Entries shown:

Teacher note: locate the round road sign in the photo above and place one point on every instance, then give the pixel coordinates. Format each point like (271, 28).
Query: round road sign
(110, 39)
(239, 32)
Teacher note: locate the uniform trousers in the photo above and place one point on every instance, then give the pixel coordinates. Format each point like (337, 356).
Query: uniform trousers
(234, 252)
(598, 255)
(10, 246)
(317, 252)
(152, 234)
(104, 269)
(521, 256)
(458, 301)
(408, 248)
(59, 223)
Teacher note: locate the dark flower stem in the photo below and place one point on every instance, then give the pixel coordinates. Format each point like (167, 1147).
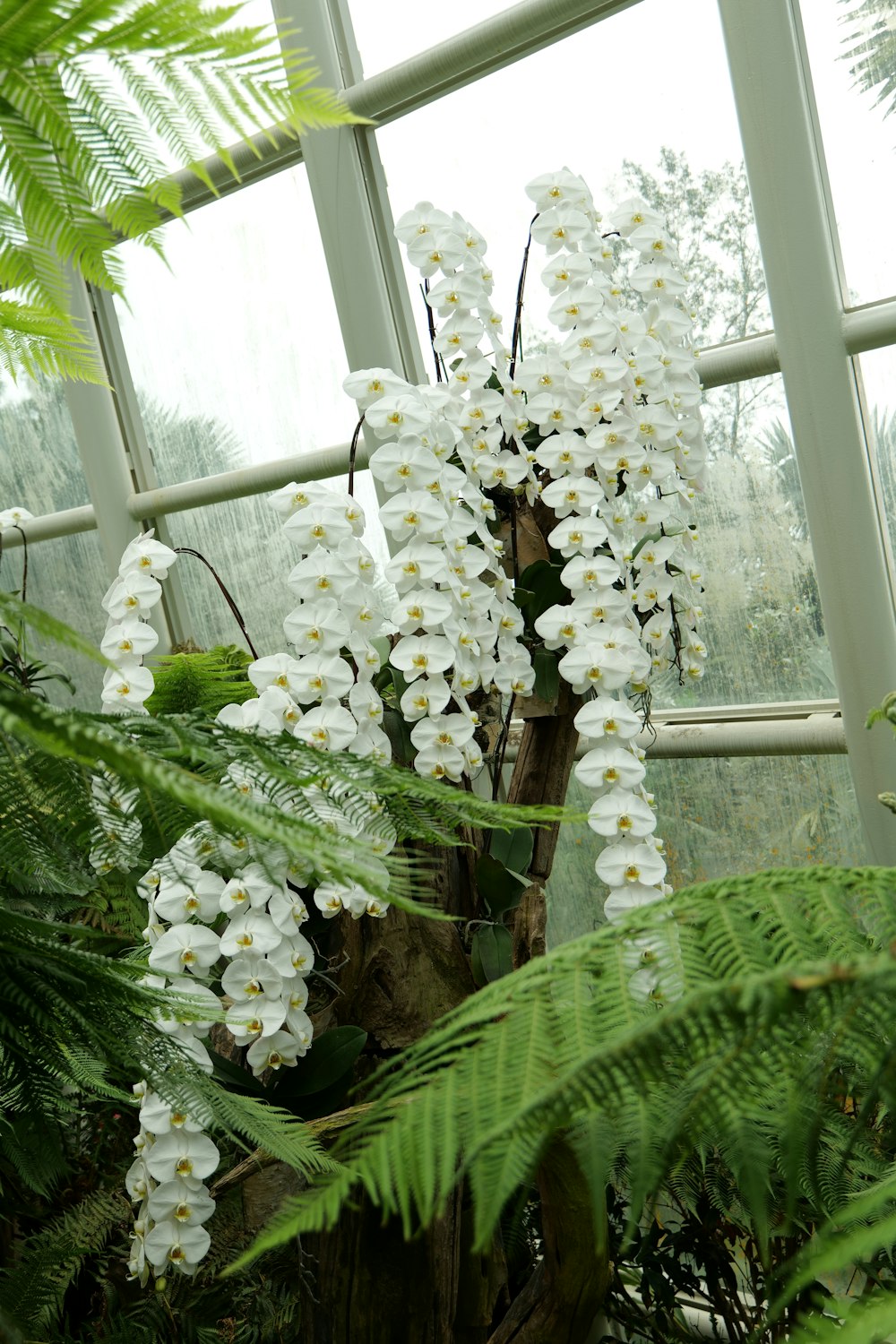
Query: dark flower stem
(517, 316)
(188, 550)
(351, 457)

Task instructions: Each entry gets copied exactly; the pictures stay out.

Answer to this task:
Teacher note: locate the round road sign in the photo above and place one point on every instance, then give the pixel coordinates. Format each point like (271, 28).
Query: round road sign
(110, 39)
(239, 32)
Teacher note: locate the uniform trousers in the photo above and place one point on every instance, then give the pixel coordinates. Format each point like (337, 356).
Query: uniform trousers
(234, 252)
(598, 255)
(10, 246)
(317, 252)
(152, 234)
(104, 269)
(521, 256)
(458, 301)
(408, 248)
(59, 223)
Teacher note: locate the dark flower stem in the photo below and place one point on every instance, then give the pixel coordinates. Format each point like (167, 1147).
Query: dark flower stem
(517, 316)
(188, 550)
(351, 457)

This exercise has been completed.